Okay so I can't believe it but I actually got a scented candle from my Secret Santa. Seriously - I'm looking at the rose-scented sucker right now. It would have been less sad if I hadn't thought it was a bottle of booze when I first saw the package.
But I'm over it. I've made peace it and, more generally, with the scented candles of the world. They're kinda pretty, they smells nice and, if there's a power blackout they could come in mighty handy. And, yeah, at least I wasn't the one who got the torch.
See that: I'm a happy, go-lucky person now. Well, since lunch anyway. Why is this? Is it because I've matured and grown as a person? Is it the two glasses of wine I had at lunch? Why don't you be the judge.
I think saying I've 'matured' would be a stretch but it has been a pretty eventful freaking year and a lot has changed. For instance, this time last year I was living with my parents. And this year I will be... living with my parents by Christmas.
Anyway, it's got me thinking about the past year... oh yes - that's right, dear reader. It's 'looking back at the year' time of year. Already. Gosh time flies. Don't back out now.

__Supplied data__:
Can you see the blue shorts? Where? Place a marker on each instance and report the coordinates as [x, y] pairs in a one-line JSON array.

__What to work on__:
- A) In the Secret Santa post, what did the writer think the package was on first seeing it?
- B) Output the part of the Secret Santa post that opens with the words containing "But I'm over" and closes with "got the torch.".

__Results by task__:
- A) A bottle of booze.

- B)
But I'm over it. I've made peace it and, more generally, with the scented candles of the world. They're kinda pretty, they smells nice and, if there's a power blackout they could come in mighty handy. And, yeah, at least I wasn't the one who got the torch.